Work instructions
Below are some records. Reproduce them exactly from their first line through the line with "query: the noun phrase to outline: glass base", inclusive.
______
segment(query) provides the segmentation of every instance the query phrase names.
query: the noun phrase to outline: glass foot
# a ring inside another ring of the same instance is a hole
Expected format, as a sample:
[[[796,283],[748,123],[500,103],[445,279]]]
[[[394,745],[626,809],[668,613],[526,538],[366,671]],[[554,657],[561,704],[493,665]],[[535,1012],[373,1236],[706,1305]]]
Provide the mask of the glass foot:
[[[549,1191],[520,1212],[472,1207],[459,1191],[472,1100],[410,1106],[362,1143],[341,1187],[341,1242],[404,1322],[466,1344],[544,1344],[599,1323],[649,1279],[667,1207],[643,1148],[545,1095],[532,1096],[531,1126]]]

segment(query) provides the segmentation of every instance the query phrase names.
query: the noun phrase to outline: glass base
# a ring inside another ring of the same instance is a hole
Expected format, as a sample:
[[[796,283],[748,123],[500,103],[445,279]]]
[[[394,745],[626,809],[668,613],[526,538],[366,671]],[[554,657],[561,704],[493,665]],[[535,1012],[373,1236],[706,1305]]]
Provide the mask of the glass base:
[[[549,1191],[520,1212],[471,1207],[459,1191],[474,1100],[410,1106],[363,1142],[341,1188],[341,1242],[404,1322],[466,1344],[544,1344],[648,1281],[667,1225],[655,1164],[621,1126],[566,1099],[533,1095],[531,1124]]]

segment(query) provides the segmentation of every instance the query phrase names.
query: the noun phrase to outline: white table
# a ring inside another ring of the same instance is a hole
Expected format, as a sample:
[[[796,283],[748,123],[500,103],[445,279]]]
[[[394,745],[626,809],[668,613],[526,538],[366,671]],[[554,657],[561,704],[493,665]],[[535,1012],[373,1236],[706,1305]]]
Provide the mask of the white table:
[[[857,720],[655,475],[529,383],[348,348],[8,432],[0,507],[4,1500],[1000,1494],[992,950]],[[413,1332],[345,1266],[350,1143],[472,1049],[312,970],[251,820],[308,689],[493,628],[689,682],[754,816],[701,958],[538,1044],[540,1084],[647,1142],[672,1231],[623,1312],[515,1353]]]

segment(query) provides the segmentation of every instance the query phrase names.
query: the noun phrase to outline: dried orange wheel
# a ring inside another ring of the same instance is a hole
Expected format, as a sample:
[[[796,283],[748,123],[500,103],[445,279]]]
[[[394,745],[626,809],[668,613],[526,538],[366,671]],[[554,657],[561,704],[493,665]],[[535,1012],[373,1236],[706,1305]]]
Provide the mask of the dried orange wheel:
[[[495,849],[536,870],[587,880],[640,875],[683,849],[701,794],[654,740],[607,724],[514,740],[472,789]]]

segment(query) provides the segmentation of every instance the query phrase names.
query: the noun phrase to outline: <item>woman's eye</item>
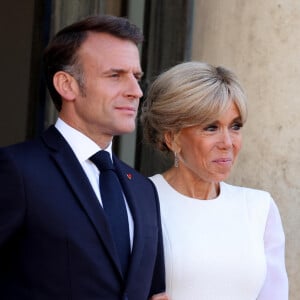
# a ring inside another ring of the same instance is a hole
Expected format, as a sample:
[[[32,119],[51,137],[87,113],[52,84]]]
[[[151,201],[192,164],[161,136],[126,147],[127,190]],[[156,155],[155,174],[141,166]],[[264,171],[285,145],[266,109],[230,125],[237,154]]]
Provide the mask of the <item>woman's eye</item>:
[[[208,125],[204,127],[204,131],[216,131],[218,129],[217,125]]]
[[[234,123],[231,128],[233,130],[240,130],[241,128],[243,127],[243,124],[242,123]]]

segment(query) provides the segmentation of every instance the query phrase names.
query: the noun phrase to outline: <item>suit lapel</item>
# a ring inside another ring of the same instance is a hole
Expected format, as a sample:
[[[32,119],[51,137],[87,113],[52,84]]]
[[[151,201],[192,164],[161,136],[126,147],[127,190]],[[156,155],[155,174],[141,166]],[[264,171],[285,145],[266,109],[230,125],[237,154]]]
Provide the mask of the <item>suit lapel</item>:
[[[130,280],[131,276],[130,274],[135,274],[136,269],[139,267],[142,254],[143,254],[143,248],[144,248],[144,232],[143,232],[143,216],[138,210],[138,207],[136,205],[136,196],[135,196],[135,190],[139,188],[137,186],[136,179],[132,175],[132,171],[130,168],[127,168],[125,164],[122,164],[121,161],[114,156],[114,163],[115,167],[118,171],[119,180],[122,184],[123,191],[126,197],[126,201],[128,203],[128,206],[130,208],[133,220],[134,220],[134,240],[133,240],[133,248],[132,248],[132,254],[131,254],[131,262],[130,267],[128,271],[127,279]],[[127,282],[129,284],[129,282]]]
[[[52,149],[51,157],[74,191],[121,275],[117,252],[103,208],[72,149],[54,126],[45,132],[43,140]]]

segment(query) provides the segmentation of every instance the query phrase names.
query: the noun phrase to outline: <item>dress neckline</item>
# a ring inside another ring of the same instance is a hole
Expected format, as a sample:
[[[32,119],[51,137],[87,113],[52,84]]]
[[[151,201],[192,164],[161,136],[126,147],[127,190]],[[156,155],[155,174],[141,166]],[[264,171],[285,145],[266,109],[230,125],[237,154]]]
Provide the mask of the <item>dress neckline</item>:
[[[157,179],[159,179],[161,181],[161,183],[163,183],[166,188],[168,189],[168,192],[170,194],[173,194],[173,195],[176,195],[177,197],[180,196],[180,198],[182,199],[186,199],[188,201],[192,201],[192,202],[195,202],[195,203],[201,203],[203,205],[209,205],[211,203],[217,203],[217,202],[220,202],[223,198],[223,190],[224,190],[224,182],[220,182],[220,193],[219,195],[216,197],[216,198],[213,198],[213,199],[199,199],[199,198],[193,198],[193,197],[189,197],[189,196],[186,196],[180,192],[178,192],[176,189],[174,189],[169,183],[168,181],[163,177],[162,174],[156,174],[152,177],[156,177]]]

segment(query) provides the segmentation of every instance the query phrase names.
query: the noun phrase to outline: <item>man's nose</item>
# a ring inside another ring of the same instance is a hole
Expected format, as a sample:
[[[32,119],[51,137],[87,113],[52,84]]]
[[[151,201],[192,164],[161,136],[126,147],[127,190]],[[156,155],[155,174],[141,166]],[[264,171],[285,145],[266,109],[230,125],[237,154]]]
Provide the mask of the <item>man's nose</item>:
[[[131,76],[128,83],[127,97],[140,99],[142,96],[143,91],[138,80],[134,76]]]

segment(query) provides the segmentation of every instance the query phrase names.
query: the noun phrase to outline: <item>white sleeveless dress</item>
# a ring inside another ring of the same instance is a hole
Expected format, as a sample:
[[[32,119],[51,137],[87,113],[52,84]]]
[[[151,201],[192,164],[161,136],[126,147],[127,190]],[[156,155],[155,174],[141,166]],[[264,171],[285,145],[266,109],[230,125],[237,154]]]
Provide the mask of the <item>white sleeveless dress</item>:
[[[197,200],[161,175],[166,285],[171,300],[286,300],[284,233],[269,193],[221,182]]]

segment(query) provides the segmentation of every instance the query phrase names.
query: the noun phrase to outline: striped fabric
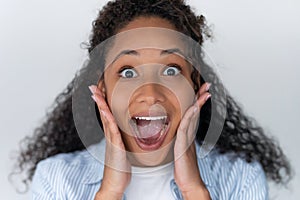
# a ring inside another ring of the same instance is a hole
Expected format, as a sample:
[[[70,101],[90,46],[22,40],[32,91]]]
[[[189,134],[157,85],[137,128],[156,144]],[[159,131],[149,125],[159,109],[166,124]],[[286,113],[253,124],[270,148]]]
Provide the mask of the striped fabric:
[[[31,185],[32,199],[94,199],[101,185],[104,166],[90,152],[100,152],[99,155],[104,156],[105,142],[88,149],[58,154],[39,162]],[[199,154],[198,144],[196,149]],[[257,162],[247,163],[231,154],[220,155],[212,151],[198,159],[198,166],[213,200],[268,199],[266,177]],[[175,185],[175,193],[180,191],[176,184],[170,185]],[[177,196],[170,199],[181,199],[180,194]]]

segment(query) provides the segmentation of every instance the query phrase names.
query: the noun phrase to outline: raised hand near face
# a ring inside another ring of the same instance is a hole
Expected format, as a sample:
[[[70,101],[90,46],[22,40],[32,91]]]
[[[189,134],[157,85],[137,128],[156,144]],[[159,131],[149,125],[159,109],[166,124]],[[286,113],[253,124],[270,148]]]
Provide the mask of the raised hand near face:
[[[106,138],[105,167],[97,200],[122,199],[131,179],[131,165],[116,121],[97,86],[90,86],[92,98],[97,103]]]
[[[211,96],[207,92],[209,86],[209,83],[202,85],[196,102],[186,111],[177,130],[174,177],[184,199],[210,199],[200,176],[194,143],[200,109]]]

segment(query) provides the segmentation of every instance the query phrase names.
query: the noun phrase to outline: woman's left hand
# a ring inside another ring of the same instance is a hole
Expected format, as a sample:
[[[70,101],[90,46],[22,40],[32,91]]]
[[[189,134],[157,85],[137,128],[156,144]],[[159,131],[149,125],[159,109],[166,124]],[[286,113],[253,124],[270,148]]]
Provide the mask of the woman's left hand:
[[[200,176],[194,143],[200,109],[210,98],[208,89],[208,83],[202,85],[195,104],[186,111],[177,130],[174,177],[184,199],[210,199]]]

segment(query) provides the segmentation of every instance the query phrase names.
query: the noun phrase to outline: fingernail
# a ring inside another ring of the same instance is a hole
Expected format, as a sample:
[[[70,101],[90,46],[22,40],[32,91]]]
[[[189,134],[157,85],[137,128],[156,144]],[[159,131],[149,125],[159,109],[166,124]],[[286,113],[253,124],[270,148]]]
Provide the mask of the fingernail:
[[[209,99],[211,97],[211,94],[207,95],[205,101],[207,101],[207,99]]]
[[[92,95],[91,97],[97,103],[97,98],[95,97],[95,95]]]
[[[90,85],[89,89],[90,89],[90,91],[91,91],[92,94],[94,94],[96,92],[96,88],[95,88],[94,85]]]
[[[206,86],[206,91],[209,90],[210,86],[211,86],[211,83],[208,83],[207,86]]]

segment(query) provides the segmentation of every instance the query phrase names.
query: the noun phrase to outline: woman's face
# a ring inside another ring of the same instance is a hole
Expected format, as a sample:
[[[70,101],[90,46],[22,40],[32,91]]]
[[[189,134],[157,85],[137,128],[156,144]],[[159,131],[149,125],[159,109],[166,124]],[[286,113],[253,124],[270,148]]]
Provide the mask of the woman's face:
[[[127,151],[139,157],[139,163],[157,165],[170,161],[177,127],[195,93],[193,68],[184,58],[182,41],[149,27],[175,30],[168,21],[155,17],[130,22],[119,33],[139,31],[116,37],[99,87]]]

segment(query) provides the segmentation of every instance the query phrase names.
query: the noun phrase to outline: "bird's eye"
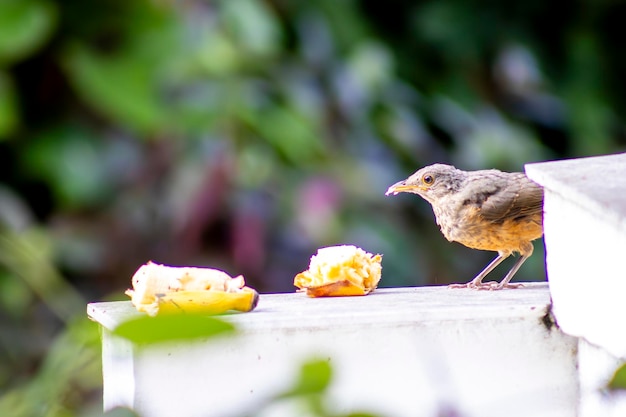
______
Task output
segment(query) provides the segmentation of every instance the query phrase names.
query: the noun phrase to outline: glass foot
# a ring inside another ring of the same instance is a hole
Expected format, as a sample:
[[[796,283],[748,123],[500,103],[445,279]]]
[[[394,745],[626,809],[668,613],[526,538],[366,671]],[[554,657],[561,704],[493,665]],[[535,1012],[373,1236],[706,1305]]]
Provide the mask of the glass foot:
[[[549,1191],[520,1212],[472,1207],[459,1191],[472,1100],[410,1106],[362,1143],[341,1187],[341,1242],[404,1322],[466,1344],[544,1344],[599,1323],[649,1279],[667,1207],[643,1148],[545,1095],[532,1096],[531,1126]]]

segment(query) provides the segmentation of every instance the query phrase names.
query: the noun phrase to outline: glass base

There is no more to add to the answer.